AIM OF THE EXERCISE: Output the material from the line containing "Segment every instance of the **calm" through the line containing "260 L 0 385" (both included) as a Markdown table with the columns Row and Line text. Number each row and omit blank lines.
-- Start of GIVEN INFORMATION --
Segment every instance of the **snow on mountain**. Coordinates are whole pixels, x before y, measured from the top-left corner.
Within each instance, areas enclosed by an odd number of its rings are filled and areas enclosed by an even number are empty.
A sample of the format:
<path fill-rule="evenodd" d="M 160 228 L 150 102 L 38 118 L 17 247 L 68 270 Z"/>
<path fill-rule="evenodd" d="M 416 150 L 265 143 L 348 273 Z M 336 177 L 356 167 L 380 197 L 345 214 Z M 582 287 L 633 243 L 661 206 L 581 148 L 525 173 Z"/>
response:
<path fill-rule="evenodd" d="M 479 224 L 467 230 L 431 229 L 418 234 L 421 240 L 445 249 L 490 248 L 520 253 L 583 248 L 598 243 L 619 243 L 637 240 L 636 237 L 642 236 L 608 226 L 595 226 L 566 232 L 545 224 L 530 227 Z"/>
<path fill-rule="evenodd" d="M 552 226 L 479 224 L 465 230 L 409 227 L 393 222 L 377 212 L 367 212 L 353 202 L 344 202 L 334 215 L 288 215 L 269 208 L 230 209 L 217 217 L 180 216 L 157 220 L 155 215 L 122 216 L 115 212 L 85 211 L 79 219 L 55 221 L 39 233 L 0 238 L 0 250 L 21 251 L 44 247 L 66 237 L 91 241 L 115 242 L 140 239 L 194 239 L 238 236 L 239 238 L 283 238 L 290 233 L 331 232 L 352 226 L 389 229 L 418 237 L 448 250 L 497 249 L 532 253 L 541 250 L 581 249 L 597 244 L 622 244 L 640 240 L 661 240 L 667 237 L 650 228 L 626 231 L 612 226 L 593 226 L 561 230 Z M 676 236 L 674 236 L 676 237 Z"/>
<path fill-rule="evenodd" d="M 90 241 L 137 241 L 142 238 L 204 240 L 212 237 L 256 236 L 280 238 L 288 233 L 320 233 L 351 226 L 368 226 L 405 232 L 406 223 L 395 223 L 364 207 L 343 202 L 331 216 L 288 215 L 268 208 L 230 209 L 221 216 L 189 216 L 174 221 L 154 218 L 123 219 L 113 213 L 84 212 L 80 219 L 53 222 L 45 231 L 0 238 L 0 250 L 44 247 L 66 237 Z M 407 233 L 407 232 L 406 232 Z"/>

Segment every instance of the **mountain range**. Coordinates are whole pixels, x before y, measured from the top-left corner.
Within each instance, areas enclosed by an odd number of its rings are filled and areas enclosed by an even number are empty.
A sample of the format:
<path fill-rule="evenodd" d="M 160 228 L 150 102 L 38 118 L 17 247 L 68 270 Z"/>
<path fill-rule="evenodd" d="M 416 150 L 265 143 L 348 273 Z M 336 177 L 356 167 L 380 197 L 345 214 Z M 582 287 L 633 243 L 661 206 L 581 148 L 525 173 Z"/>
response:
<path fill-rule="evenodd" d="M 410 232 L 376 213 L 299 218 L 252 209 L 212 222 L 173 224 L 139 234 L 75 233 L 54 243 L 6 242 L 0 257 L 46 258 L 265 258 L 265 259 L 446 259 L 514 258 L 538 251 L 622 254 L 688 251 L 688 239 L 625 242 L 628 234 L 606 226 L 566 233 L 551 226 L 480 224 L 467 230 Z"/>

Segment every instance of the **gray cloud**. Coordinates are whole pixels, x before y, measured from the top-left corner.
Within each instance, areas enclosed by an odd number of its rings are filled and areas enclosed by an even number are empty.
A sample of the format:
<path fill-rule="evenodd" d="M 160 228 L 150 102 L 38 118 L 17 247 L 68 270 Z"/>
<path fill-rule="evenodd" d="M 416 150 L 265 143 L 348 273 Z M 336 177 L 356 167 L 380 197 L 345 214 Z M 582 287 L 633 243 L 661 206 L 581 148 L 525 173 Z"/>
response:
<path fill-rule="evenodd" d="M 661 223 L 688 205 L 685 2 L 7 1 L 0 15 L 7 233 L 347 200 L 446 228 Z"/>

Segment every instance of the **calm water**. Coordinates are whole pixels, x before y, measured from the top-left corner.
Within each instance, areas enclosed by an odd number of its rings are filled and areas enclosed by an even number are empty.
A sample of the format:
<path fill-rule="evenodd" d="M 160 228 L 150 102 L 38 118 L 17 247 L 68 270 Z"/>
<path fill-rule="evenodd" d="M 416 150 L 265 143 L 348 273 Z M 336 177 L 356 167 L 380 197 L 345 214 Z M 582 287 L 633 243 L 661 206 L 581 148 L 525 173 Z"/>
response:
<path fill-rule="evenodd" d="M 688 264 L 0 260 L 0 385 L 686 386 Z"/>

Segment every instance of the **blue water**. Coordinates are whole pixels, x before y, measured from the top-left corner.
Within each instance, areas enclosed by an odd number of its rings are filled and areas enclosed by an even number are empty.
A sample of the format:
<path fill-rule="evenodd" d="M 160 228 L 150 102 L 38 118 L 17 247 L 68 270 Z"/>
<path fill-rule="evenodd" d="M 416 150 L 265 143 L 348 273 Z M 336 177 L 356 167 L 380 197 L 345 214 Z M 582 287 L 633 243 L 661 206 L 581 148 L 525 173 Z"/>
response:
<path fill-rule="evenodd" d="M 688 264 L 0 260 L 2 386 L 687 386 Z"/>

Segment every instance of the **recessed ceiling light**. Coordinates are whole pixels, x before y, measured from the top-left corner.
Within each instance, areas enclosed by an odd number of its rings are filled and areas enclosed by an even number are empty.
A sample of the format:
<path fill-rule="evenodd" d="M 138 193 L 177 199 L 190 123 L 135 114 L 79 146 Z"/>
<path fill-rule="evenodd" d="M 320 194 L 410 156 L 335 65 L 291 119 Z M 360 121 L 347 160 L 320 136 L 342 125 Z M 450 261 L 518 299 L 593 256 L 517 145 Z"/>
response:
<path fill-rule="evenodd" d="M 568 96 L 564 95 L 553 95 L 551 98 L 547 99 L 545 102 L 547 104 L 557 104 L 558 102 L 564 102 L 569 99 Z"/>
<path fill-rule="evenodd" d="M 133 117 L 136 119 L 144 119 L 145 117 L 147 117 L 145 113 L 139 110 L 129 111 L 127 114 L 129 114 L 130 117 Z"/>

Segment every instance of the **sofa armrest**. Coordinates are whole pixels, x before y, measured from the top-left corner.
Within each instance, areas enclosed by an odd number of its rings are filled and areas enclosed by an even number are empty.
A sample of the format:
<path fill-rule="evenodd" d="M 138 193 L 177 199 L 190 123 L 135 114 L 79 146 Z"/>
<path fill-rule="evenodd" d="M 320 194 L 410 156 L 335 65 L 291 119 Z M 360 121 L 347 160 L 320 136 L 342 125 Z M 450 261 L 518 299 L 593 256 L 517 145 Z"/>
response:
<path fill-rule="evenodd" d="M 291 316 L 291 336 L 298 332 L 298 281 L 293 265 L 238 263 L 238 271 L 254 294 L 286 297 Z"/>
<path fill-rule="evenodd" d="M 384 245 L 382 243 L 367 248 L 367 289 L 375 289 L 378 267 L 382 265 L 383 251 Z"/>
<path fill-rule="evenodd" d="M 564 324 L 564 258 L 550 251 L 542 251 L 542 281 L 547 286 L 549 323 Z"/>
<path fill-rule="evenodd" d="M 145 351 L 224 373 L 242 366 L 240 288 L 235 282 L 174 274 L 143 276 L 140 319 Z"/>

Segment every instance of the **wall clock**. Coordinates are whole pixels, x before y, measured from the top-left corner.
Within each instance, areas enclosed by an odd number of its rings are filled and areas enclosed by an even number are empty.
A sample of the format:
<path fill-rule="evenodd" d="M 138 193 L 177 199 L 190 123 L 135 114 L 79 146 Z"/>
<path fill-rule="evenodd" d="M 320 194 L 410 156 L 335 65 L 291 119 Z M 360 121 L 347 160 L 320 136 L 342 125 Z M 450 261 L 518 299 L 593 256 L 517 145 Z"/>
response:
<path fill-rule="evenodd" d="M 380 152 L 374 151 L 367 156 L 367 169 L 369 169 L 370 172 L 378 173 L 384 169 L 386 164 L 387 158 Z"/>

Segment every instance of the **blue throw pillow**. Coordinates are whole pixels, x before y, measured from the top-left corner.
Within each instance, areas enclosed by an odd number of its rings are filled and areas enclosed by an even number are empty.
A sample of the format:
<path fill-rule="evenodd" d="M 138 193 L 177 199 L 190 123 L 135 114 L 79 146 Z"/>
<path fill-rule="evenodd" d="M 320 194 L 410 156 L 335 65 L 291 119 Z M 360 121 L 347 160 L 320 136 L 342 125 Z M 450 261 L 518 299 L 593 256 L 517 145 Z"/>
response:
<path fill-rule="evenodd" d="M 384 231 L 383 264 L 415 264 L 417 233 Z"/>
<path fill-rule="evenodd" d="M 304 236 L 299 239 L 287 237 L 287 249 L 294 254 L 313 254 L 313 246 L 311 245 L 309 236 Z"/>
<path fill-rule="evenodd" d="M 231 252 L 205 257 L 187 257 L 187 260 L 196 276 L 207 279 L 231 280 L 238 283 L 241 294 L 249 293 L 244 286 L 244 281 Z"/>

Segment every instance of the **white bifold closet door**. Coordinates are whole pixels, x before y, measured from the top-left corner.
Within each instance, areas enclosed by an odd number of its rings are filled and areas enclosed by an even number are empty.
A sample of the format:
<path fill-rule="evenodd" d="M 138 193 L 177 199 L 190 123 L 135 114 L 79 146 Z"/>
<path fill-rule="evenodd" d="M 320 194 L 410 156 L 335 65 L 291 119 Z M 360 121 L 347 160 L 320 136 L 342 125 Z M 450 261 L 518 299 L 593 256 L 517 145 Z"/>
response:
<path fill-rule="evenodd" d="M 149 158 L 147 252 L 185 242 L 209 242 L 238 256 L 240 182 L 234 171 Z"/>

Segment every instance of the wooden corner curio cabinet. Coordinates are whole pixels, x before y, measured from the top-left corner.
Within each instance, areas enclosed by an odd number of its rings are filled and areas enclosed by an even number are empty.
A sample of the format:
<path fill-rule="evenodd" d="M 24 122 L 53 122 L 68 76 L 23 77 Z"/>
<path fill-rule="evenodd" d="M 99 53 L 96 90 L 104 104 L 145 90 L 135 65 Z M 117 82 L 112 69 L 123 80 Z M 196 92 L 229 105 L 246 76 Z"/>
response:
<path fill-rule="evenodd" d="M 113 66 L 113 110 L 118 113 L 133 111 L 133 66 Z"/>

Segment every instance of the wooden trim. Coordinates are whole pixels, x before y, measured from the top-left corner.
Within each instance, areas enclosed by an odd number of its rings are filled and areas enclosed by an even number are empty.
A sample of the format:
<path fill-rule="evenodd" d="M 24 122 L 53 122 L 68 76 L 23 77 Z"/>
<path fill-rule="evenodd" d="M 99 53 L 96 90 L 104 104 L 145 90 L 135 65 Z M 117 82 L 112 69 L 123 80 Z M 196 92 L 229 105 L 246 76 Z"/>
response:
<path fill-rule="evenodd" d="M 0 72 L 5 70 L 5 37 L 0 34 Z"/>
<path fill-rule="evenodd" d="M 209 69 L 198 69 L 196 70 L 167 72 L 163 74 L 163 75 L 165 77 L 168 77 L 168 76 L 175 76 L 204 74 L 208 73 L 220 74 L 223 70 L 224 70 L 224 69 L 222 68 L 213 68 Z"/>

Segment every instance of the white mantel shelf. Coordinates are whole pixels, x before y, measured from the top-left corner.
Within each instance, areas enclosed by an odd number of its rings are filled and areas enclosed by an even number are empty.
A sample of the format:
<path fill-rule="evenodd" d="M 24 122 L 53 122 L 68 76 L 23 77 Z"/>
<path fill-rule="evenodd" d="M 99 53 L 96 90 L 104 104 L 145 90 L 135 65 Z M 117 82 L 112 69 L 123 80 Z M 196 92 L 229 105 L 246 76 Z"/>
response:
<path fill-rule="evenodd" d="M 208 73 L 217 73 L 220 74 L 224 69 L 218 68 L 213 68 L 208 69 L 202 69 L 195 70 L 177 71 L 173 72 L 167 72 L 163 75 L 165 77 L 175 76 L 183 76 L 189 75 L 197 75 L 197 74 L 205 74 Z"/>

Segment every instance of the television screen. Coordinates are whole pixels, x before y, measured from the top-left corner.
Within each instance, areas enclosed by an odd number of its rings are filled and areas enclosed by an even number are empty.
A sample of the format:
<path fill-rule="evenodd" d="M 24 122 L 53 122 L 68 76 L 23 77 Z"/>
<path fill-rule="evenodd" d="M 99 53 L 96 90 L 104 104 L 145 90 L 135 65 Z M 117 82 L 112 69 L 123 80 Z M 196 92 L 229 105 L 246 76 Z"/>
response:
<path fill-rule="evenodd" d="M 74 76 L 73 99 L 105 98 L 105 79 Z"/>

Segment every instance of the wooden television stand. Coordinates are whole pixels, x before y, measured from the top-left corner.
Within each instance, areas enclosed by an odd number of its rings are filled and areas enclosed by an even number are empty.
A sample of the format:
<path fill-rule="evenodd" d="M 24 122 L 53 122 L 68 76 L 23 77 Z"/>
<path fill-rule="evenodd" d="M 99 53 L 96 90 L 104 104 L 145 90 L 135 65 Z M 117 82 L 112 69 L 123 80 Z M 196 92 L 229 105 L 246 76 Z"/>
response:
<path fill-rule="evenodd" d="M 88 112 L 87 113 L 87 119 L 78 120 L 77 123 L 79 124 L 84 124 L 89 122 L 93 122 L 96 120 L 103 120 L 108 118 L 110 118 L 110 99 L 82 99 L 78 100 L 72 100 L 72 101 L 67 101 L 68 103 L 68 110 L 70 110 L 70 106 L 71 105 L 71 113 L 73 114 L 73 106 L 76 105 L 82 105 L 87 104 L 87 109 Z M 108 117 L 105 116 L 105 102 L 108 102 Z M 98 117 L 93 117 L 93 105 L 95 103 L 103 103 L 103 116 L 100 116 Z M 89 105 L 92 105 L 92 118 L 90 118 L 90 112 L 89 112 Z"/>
-- End of GIVEN INFORMATION --
FINISHED EXERCISE:
| Row | Line text |
|---|---|
| 1 | Segment every instance of the **calm water**. Coordinates are whole pixels, x before y, measured from the top-left corner. |
| 2 | Within each instance, areas enclosed by an odd number of its rings are filled and areas enclosed by an even number are empty. |
| 3 | A sample of the format: |
| 4 | <path fill-rule="evenodd" d="M 160 228 L 150 102 L 38 118 L 17 247 L 68 270 Z"/> |
| 5 | <path fill-rule="evenodd" d="M 416 150 L 265 143 L 348 273 Z M 336 177 L 356 167 L 380 197 L 345 214 Z M 582 287 L 633 243 L 661 206 L 581 148 L 525 173 Z"/> |
| 6 | response: |
| 7 | <path fill-rule="evenodd" d="M 688 264 L 0 260 L 0 385 L 686 386 Z"/> |